§ **ABOUT THIS EXERCISE**
Give back every line of the data exactly. Pictures are not part of the copy.

══ DATA SHOWN ══

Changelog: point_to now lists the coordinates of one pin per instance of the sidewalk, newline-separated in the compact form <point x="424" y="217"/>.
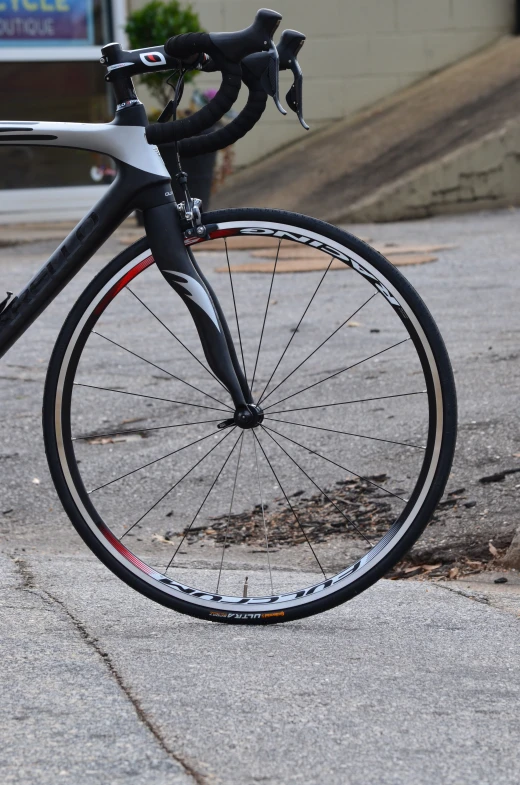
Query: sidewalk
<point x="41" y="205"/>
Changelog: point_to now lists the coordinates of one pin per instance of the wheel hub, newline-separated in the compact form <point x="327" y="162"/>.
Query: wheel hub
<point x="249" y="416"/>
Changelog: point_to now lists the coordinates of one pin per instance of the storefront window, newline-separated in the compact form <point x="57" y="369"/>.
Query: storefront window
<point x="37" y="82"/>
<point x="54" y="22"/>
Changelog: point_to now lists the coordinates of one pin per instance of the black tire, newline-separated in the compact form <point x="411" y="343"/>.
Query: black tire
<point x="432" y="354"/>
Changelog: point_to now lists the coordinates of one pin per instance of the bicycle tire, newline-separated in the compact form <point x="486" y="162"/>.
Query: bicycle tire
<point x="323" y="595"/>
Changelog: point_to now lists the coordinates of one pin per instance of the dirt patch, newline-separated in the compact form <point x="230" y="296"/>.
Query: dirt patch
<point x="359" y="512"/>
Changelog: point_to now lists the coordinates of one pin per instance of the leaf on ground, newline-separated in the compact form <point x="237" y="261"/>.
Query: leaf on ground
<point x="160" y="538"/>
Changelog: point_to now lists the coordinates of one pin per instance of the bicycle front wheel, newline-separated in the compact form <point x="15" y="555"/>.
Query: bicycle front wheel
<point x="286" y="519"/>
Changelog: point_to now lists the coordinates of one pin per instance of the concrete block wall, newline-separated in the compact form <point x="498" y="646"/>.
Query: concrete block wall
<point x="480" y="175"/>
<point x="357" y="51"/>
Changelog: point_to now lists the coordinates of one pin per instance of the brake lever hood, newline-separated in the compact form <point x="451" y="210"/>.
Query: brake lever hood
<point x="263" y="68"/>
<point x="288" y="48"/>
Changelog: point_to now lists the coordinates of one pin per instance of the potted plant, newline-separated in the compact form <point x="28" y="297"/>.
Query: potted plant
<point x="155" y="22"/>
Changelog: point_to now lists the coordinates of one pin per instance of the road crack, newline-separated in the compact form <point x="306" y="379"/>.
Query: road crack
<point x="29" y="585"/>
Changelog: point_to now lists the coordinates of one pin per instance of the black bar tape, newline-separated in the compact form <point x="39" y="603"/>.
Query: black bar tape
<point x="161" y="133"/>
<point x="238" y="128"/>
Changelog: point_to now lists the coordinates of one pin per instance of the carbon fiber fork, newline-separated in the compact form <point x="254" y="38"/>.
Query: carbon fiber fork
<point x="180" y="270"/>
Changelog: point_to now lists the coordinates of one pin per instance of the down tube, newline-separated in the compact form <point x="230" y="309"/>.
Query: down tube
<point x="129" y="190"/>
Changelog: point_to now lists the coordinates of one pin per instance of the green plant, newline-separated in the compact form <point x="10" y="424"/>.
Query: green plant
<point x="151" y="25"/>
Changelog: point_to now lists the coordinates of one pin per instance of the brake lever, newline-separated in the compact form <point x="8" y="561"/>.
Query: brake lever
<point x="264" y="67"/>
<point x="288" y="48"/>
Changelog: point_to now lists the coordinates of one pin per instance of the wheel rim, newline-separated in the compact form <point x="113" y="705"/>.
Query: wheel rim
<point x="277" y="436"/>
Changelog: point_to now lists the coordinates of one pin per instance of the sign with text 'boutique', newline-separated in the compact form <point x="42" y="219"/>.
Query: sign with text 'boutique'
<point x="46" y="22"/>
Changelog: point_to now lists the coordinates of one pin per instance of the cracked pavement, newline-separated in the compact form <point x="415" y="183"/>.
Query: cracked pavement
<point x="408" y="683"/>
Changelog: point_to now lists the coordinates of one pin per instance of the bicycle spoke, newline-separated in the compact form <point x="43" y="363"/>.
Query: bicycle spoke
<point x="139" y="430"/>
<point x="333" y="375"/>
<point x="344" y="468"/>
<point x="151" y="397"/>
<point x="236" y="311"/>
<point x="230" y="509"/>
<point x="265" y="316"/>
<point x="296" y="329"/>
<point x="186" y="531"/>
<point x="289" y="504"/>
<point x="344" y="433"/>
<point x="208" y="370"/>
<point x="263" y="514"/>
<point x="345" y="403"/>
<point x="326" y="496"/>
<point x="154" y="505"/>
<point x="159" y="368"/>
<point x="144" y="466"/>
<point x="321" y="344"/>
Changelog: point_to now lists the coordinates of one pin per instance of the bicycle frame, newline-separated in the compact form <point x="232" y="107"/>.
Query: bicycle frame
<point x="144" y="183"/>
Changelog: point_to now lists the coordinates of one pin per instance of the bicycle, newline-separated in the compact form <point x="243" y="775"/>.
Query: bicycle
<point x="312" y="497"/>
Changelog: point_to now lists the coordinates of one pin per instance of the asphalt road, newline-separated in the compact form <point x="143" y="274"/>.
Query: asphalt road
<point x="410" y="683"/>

═══

§ **ANSWER TO THE PROBLEM**
Changelog: point_to now lists the coordinates of one pin per instance of the sidewalk, newline-separated in the compact form <point x="424" y="217"/>.
Query: sidewalk
<point x="41" y="205"/>
Changelog: point_to now lists the coordinates of one pin per instance of the wheel hub, newline-separated in the compact form <point x="327" y="162"/>.
Query: wheel hub
<point x="249" y="416"/>
Changelog: point_to now lists the coordinates of one pin per instance of the storefront window, newline-separated in the compact form <point x="57" y="369"/>.
Query: storefront window
<point x="37" y="82"/>
<point x="54" y="22"/>
Changelog: point_to now lists the coordinates of one pin per instance of the black tire, newline-separated in the compact form <point x="411" y="343"/>.
Query: black tire
<point x="432" y="354"/>
Changelog: point_to now lists the coordinates of one pin per instance of the bicycle tire, newline-separated in the compact form <point x="486" y="162"/>.
Query: bicycle tire
<point x="323" y="595"/>
Changelog: point_to now lists the coordinates of one pin per instance of the dirt patch, newline-separated in the compact form <point x="230" y="296"/>.
Query: dirt patch
<point x="359" y="512"/>
Changelog: point_to now lists the coordinates of one pin per instance of the leaf on ground, newline-separated in the compact form <point x="237" y="261"/>.
Query: leaf on ground
<point x="160" y="538"/>
Changelog: point_to now lists the coordinates of one pin per instance of the bicycle front wheel, newline-separated in the compact form <point x="15" y="555"/>.
Query: bicycle front wheel
<point x="286" y="519"/>
Changelog: point_to now lists the coordinates of one pin per instance of the concrete block wall, newline-separated in the compact form <point x="498" y="646"/>.
Query: concrete block wall
<point x="480" y="175"/>
<point x="357" y="51"/>
Changelog: point_to now lists the coordinates of one pin per instance of the brake lever hood, newline-separated in the compact form <point x="451" y="210"/>.
Query: brake lever hood
<point x="263" y="68"/>
<point x="288" y="48"/>
Changelog: point_to now lists the coordinates of one pin per instance of the potted plant, newline-separated in the compact form <point x="28" y="297"/>.
Query: potted plant
<point x="155" y="22"/>
Changelog: point_to now lists the coordinates of one pin per instance of the road crack, newline-separated in the compact form <point x="306" y="379"/>.
Query: road crack
<point x="29" y="585"/>
Changelog: point_to now lists the coordinates of one pin per instance of the black bar tape, newline-separated in the compact form <point x="39" y="603"/>.
Query: black bar tape
<point x="161" y="133"/>
<point x="238" y="128"/>
Changelog: point_to now lists the coordinates of one pin per instance of the carbon fiber fork, newline-separated in the compact form <point x="254" y="38"/>.
Query: carbon fiber fork
<point x="180" y="270"/>
Changelog: point_to now lists the coordinates of one pin per instance of the down tube, newline-separated in the compact form <point x="230" y="309"/>.
Query: down tube
<point x="129" y="190"/>
Changelog: point_to now lists the coordinates of one pin per instance of the green plant, newline-separated in the compact form <point x="10" y="424"/>.
Query: green plant
<point x="151" y="25"/>
Changelog: point_to now lists the coordinates of one pin per instance of the brake lever, newline-separated in the compact form <point x="8" y="561"/>.
Query: brake lever
<point x="264" y="67"/>
<point x="288" y="48"/>
Changelog: point_to now lists the coordinates of one pin per instance of the wheel rim, newline-separated in the compact form <point x="113" y="705"/>.
Query: wheel rim
<point x="277" y="436"/>
Changelog: point_to now lists the coordinates of one pin per instance of the sign with text 'boutique', newline-separated in the compact form <point x="42" y="219"/>.
Query: sign with text 'boutique'
<point x="46" y="22"/>
Changelog: point_to now lists the coordinates of one pin per instance of the cracked pavement, newline-separated in the compact form <point x="415" y="183"/>.
Query: cracked pavement
<point x="408" y="683"/>
Changelog: point_to now lists the coordinates of one pin per instance of the bicycle spoke, newline-separated in the compact form <point x="43" y="363"/>.
Query: bicycle spoke
<point x="139" y="430"/>
<point x="333" y="375"/>
<point x="344" y="468"/>
<point x="151" y="397"/>
<point x="236" y="311"/>
<point x="230" y="509"/>
<point x="265" y="316"/>
<point x="296" y="329"/>
<point x="186" y="531"/>
<point x="289" y="504"/>
<point x="344" y="433"/>
<point x="208" y="370"/>
<point x="263" y="514"/>
<point x="345" y="403"/>
<point x="326" y="496"/>
<point x="154" y="505"/>
<point x="159" y="368"/>
<point x="144" y="466"/>
<point x="321" y="344"/>
Changelog: point_to now lists the coordinates of one pin per instance of the bicycle frame, newline-separated in the compact form <point x="232" y="107"/>.
Query: bicycle frame
<point x="144" y="183"/>
Changelog: point_to now lists the coordinates of one pin per instance of the bicycle, newline-separated in the compact form <point x="243" y="775"/>.
Query: bicycle
<point x="312" y="497"/>
Changelog: point_to now lists the coordinates of one pin per instance of the asphalt road, newline-separated in the compact form <point x="143" y="274"/>.
Query: asphalt road
<point x="410" y="683"/>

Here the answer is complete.